[Exercise instructions] Below are the records. Restate word for word every line from the one that contains "Look at the photo above. For every instance of the large" through the final line, both included.

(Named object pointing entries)
****************************************
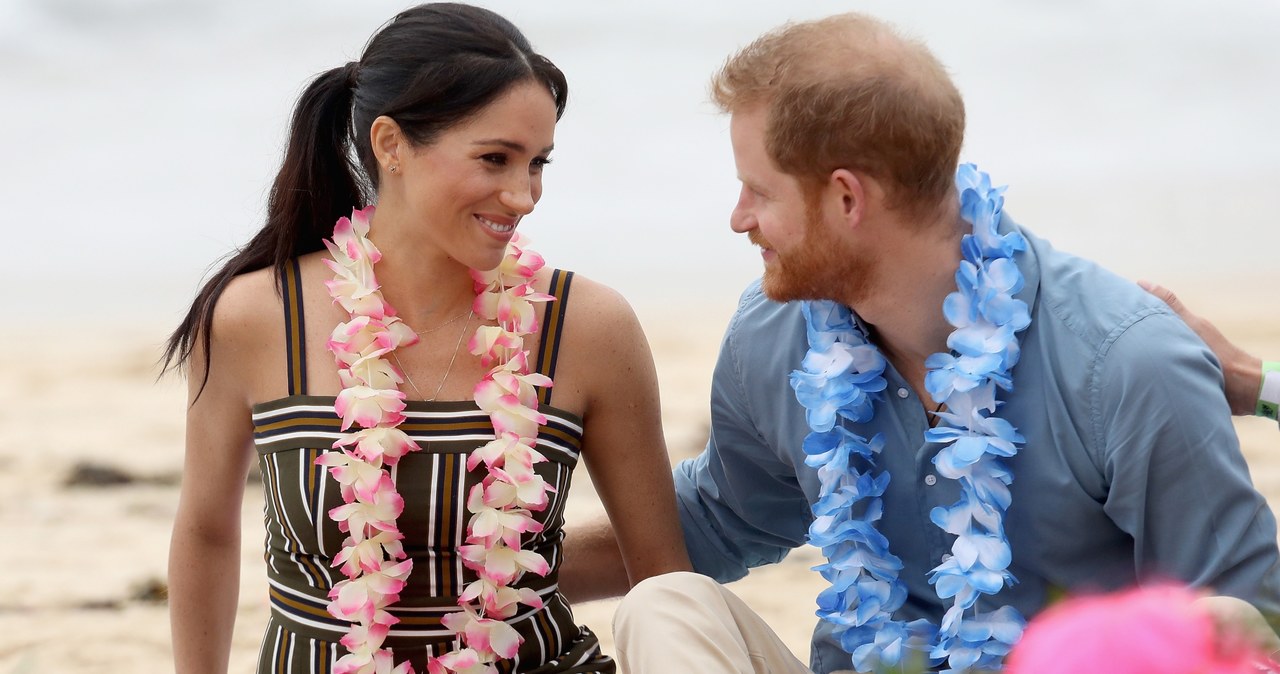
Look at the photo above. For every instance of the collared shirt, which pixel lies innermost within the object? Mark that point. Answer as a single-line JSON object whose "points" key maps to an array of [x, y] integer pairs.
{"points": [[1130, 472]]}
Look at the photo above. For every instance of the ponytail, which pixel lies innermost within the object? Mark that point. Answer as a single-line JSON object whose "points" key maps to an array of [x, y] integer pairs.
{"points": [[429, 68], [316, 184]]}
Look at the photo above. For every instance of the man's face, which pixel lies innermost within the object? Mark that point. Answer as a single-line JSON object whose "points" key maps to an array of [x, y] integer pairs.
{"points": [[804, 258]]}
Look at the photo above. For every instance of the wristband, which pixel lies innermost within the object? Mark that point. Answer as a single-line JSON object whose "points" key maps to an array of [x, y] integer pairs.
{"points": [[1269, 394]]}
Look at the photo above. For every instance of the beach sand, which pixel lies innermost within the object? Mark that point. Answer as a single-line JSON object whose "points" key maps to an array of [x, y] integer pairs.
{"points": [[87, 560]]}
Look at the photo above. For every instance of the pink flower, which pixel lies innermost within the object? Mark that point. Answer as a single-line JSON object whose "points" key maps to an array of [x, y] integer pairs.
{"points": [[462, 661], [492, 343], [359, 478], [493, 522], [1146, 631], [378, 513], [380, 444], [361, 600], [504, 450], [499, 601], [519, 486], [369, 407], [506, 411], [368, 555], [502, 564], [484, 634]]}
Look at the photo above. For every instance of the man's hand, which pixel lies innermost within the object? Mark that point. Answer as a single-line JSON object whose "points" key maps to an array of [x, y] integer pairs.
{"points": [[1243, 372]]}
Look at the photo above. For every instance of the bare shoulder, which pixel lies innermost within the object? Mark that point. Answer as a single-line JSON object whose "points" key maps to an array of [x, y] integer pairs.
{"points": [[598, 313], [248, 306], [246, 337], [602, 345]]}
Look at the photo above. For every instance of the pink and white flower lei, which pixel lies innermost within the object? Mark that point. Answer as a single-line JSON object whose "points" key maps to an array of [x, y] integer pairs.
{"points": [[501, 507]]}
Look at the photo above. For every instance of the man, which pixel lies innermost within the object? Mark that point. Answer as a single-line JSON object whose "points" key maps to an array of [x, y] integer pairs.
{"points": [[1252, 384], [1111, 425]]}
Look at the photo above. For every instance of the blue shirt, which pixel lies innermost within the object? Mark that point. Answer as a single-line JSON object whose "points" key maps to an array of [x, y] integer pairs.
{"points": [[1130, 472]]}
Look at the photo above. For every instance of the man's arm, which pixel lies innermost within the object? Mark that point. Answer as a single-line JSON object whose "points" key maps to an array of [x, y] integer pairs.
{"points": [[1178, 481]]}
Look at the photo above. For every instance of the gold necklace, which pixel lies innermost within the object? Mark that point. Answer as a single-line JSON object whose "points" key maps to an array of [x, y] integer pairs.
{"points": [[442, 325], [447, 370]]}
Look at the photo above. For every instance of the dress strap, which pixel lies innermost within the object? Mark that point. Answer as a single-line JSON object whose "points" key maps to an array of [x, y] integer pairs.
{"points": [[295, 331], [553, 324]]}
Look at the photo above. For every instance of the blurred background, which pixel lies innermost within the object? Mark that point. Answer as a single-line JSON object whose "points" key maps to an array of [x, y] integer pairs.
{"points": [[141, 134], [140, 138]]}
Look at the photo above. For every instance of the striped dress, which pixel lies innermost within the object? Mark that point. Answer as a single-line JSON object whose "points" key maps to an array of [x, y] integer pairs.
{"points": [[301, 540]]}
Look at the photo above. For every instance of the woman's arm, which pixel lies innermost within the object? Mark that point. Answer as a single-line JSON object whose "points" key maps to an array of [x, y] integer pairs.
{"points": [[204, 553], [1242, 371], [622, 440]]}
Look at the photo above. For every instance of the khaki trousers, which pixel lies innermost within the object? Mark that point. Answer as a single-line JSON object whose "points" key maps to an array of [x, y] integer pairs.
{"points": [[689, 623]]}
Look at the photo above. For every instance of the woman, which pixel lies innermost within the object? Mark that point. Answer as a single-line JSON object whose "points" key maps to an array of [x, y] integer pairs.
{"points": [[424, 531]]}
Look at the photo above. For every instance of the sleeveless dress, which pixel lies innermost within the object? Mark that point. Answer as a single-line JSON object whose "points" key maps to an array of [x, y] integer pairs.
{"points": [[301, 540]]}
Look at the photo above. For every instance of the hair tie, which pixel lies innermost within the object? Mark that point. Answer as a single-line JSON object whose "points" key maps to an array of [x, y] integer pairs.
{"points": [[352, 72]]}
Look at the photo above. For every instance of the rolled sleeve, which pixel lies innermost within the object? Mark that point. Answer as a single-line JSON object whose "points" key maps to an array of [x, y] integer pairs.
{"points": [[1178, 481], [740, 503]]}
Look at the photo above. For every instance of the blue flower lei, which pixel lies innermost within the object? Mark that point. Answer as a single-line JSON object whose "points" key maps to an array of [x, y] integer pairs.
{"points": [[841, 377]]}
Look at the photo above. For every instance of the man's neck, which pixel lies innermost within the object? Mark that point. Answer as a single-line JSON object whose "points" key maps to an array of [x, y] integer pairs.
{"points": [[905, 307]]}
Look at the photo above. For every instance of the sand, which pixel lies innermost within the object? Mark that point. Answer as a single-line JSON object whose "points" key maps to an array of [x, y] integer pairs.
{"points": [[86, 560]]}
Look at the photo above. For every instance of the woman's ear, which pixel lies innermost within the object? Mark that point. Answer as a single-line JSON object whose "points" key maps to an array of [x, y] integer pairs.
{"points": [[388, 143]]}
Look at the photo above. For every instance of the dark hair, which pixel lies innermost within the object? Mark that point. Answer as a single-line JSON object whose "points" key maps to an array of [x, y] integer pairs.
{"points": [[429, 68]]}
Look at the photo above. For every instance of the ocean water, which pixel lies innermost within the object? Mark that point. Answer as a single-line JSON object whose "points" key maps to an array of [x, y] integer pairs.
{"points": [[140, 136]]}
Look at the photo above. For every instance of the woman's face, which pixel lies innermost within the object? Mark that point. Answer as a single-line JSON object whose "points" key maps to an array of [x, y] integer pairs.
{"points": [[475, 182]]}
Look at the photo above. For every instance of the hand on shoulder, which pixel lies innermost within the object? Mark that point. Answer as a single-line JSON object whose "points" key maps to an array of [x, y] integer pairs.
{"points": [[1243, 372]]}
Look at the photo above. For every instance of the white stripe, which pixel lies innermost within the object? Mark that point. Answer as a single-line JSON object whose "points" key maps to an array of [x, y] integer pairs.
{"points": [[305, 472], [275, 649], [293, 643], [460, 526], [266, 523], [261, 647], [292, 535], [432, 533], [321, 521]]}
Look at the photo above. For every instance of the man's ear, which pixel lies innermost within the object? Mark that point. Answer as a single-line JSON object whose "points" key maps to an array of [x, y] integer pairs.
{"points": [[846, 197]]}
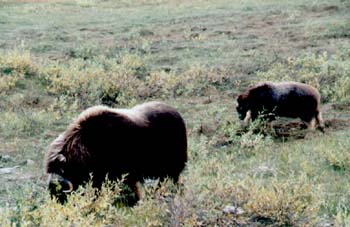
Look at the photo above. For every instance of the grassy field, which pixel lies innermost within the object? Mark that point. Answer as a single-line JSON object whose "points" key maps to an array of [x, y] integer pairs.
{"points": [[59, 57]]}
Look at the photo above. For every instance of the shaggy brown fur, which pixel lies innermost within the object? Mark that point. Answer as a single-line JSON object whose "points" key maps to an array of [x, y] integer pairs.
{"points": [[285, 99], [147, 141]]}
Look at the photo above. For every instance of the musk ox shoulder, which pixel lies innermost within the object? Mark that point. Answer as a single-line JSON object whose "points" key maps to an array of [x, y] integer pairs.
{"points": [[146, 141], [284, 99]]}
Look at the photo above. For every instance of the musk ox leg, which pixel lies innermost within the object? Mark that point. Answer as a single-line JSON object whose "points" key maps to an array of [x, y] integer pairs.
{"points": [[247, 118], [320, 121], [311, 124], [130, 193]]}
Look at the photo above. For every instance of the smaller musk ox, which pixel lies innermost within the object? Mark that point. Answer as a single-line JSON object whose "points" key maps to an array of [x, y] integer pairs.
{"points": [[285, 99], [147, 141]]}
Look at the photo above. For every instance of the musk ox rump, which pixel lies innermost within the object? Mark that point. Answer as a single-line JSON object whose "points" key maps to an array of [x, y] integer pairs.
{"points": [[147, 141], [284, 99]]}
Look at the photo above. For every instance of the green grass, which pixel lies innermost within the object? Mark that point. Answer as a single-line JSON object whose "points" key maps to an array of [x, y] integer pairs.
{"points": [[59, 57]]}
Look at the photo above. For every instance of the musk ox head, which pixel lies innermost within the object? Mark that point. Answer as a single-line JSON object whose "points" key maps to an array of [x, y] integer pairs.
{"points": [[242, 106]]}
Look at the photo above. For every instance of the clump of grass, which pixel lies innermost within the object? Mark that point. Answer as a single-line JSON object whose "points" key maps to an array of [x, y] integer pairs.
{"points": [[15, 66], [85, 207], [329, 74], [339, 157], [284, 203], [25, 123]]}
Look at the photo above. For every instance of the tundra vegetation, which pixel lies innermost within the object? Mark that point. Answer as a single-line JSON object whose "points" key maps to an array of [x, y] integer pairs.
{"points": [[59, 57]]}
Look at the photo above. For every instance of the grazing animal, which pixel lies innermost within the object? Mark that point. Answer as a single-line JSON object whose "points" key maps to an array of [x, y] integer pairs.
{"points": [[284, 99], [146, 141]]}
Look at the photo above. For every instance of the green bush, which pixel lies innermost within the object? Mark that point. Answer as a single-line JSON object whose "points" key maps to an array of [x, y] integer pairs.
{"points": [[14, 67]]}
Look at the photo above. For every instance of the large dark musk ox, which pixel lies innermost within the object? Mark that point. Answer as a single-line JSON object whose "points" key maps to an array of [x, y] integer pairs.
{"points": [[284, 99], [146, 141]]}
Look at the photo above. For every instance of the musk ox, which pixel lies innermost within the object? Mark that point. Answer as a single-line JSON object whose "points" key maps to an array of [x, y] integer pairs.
****************************************
[Solution]
Look at the photo above. For every instance of the large dark musk ox, which pixel lies innermost within the object? Mark that point. Answer as a single-line JSON object whose "points" key maps to an array of [x, y] integer pairs.
{"points": [[284, 99], [146, 141]]}
Look at the photo above. For every instance of the musk ox, which pixel lies innermost within the object? Mark that point. Answer as a single-line JSON object whose "points" key maps to an array of [x, y] integer pairs.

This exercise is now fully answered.